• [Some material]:
****************************************

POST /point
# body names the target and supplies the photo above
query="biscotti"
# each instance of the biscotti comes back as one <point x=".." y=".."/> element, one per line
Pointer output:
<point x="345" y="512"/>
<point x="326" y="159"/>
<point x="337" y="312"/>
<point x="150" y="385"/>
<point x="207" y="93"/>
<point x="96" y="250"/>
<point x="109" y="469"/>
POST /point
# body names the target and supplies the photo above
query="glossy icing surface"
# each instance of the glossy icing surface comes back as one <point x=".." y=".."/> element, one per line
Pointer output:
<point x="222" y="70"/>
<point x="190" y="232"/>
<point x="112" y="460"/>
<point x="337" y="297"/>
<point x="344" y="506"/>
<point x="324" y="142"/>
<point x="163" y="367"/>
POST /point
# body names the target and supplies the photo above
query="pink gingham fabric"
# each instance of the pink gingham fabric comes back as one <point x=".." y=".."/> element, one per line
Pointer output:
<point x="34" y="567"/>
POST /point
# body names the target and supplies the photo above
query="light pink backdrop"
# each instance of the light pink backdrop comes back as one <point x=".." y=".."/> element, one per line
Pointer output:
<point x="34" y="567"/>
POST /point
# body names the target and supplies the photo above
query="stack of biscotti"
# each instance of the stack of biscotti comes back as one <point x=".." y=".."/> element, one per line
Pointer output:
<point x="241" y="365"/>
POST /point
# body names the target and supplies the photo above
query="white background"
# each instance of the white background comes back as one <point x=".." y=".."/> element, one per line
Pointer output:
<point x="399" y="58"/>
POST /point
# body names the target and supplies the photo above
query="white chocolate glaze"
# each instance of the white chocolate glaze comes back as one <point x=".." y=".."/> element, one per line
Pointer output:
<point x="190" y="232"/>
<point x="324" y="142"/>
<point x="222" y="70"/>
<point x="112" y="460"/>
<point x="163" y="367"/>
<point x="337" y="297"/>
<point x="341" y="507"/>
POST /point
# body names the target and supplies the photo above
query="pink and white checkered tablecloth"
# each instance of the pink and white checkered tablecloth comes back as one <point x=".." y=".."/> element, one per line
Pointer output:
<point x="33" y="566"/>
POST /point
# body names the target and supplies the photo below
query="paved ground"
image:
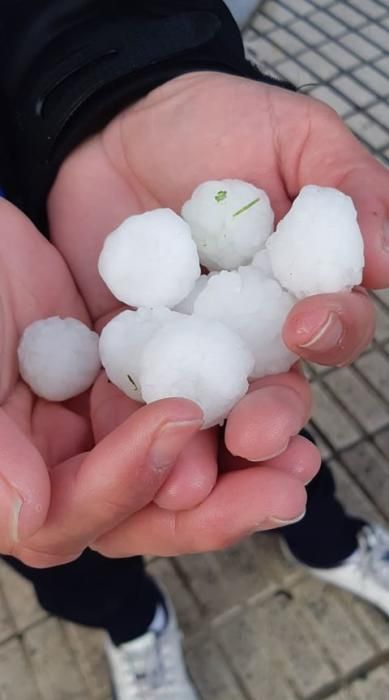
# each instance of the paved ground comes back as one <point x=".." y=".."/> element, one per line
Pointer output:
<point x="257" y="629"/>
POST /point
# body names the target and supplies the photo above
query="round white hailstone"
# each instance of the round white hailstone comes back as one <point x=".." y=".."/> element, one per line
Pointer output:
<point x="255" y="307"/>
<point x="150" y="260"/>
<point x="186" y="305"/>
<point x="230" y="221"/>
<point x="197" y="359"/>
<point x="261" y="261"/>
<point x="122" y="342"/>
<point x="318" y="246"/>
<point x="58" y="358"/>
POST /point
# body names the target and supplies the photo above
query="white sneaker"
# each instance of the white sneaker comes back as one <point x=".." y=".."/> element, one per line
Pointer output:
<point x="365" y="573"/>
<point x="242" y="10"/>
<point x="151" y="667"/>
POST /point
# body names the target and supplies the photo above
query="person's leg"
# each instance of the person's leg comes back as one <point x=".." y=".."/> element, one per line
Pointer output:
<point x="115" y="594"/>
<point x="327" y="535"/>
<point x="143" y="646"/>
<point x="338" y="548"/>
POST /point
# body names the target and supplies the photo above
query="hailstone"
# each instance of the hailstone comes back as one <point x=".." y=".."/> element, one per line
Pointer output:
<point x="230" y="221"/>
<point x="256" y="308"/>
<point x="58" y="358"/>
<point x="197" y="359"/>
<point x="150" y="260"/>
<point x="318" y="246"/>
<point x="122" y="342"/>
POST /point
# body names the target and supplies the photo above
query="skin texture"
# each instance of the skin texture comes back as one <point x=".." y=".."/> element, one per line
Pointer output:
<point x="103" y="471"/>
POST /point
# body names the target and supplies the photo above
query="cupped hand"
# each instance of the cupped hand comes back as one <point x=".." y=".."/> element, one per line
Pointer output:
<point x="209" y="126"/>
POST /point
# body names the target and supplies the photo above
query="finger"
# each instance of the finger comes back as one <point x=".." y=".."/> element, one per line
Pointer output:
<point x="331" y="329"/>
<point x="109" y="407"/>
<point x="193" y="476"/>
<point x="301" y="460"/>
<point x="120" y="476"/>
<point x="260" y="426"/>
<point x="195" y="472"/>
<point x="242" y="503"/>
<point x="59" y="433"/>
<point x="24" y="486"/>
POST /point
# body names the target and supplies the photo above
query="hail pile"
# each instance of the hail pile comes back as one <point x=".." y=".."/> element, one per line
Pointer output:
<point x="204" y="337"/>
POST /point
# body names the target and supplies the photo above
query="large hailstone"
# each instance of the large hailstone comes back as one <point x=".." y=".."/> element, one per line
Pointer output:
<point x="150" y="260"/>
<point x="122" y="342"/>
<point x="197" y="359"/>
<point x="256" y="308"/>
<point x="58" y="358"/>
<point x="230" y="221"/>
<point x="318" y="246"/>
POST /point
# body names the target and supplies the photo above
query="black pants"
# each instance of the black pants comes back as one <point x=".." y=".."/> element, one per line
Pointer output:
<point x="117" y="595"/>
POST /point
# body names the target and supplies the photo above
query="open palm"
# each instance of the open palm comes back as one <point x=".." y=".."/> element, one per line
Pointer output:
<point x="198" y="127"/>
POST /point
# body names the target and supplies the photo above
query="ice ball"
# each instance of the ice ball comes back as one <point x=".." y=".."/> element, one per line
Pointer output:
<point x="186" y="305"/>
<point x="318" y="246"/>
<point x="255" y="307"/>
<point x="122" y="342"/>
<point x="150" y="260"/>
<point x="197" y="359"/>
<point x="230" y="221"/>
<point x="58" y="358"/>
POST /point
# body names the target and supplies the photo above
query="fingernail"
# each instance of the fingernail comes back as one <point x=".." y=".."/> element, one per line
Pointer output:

****************************************

• [What is asked]:
Find every line of the material above that contains the word "black", and copy each one.

• [Solution for this task]:
query="black pants"
# each instance of the black pants comes back as one <point x=".." y=".."/> element, one per line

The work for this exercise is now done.